* **Required action 1**: In the passage on the psychiatric workforce, how many psychiatrists can be expected to leave practice each year?
* **Required action 2**:
Decide whether each statement below agrees with the passage on the psychiatric workforce. Answer yes or no for each and quote the words from the passage that settle it.
(a) Psychiatrists work an average of 46.1 hours per week, including on-call.
(b) The average age for psychiatrists is 49 years.
(c) The number of places in medical schools was reduced in 1994.
* **Required action 3**: Write a continuation of the passage on the psychiatric workforce, starting after its final sentence.

Psychiatry has always had its evaluations: indeed, without them, it would be an impoverished field.

The Psychiatric Workforce

Are We Too Many or Too Few?

Psychiatrists in the field are preoccupied by workforce issues. The CPA has major concerns about human resource planning for psychiatry in Canada. This is a very complex issue.

The move in 1994 to reduce the number of places in medical schools is only now showing up as deficiencies in the number of practitioners in all areas of medicine, not least in psychiatry.

The pace of work continues to increase: according to the CPA Practice Profile Survey, psychiatrists work an average of 46.1 hours per week not including on-call, 45 to 47 weeks per year. The average age for psychiatrists is 49 years, 123 psychiatrists can be expected to leave practice each year, and an average of 82 new psychiatry resident positions are available to Canadian medical schools graduates each year (21). Assuming 100% subscription on the first and second iteration of the match, psychiatry is in a net deficit position of 45 per year just to maintain the status quo. This crude calculation does not account for subspecialties, the current global deficit, and other factors, and therefore can be seen to be a gross underestimate of the true deficit picture (3).

* **Provided data**:
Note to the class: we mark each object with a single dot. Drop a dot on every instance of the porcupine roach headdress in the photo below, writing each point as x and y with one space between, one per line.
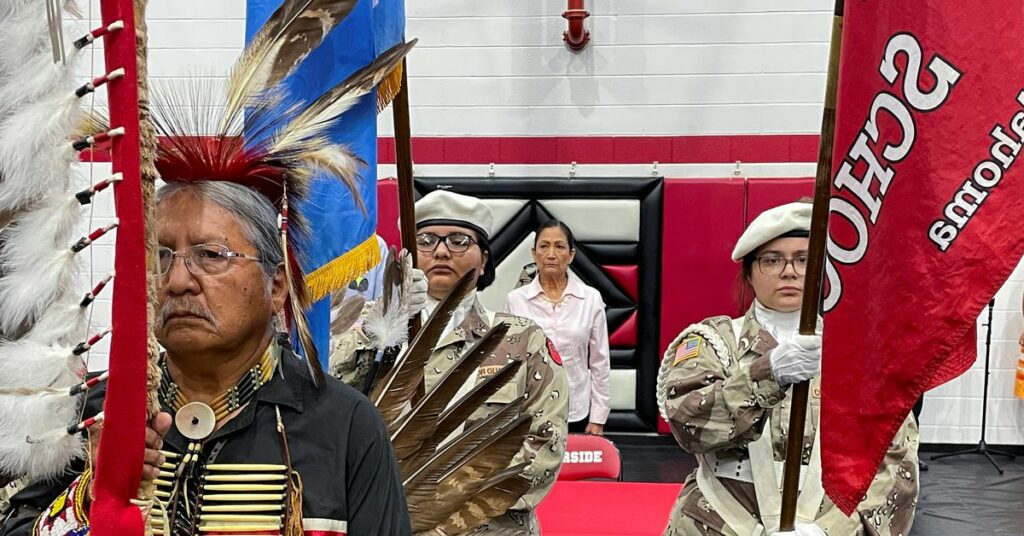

* **Exercise result 1**: 123 psychiatrists

* **Exercise result 2**:
(a) No: "46.1 hours per week not including on-call"
(b) Yes: "The average age for psychiatrists is 49 years"
(c) Yes: "The move in 1994 to reduce the number of places in medical schools"

* **Exercise result 3**:
Most psychiatrists work in more than 1 clinical setting. Psychiatrists see ill patients: 86% have an Axis I diagnosis, and 43% will have more than 1 diagnosis. Between 13% and 22% of the patients have attempted suicide at some point; 14% to 26% have been hospitalized (3).

The CPA has been and will continue to be concerned and involved. So are the CMA (Task Force), provincial governments, provincial associations, colleges, etc.

Une liste d’épicerie (a grocery list) concerning human resources (psychiatrists):

  • Numbers

  • Distribution or maldistribution

  • Admissions in psychiatric residency programs

  • Distribution between specialties

  • Distribution between specialties and family physicians

  • How do we attract medical students to psychiatry?

  • Survival of university department programs

  • Le corps professoral (teachers)

  • Changing demography: male–female

  • Changing lifestyle of psychiatrists

  • CPD: How do psychiatrist keep up with knowledge?

  • Dissemination of information

  • Clinical practice guidelines

  • Development and quality criteria

  • Dissemination and implementation criteria

  • Monitoring results

  • Remuneration

  • Retirement

In summary, and to quote from “Human Resource Planning for Psychiatry in Canada: A Background Paper” (3):

  • There is a shortage and maldistribution of psychiatrists in Canada. No area is exempt.

  • The 1:8400 ratio can only be considered an historical reference point and no longer reflects contemporary realities. The ratio should be replaced and new algorithms developed reflecting diverse realities. The ratio will not be the same in all instances.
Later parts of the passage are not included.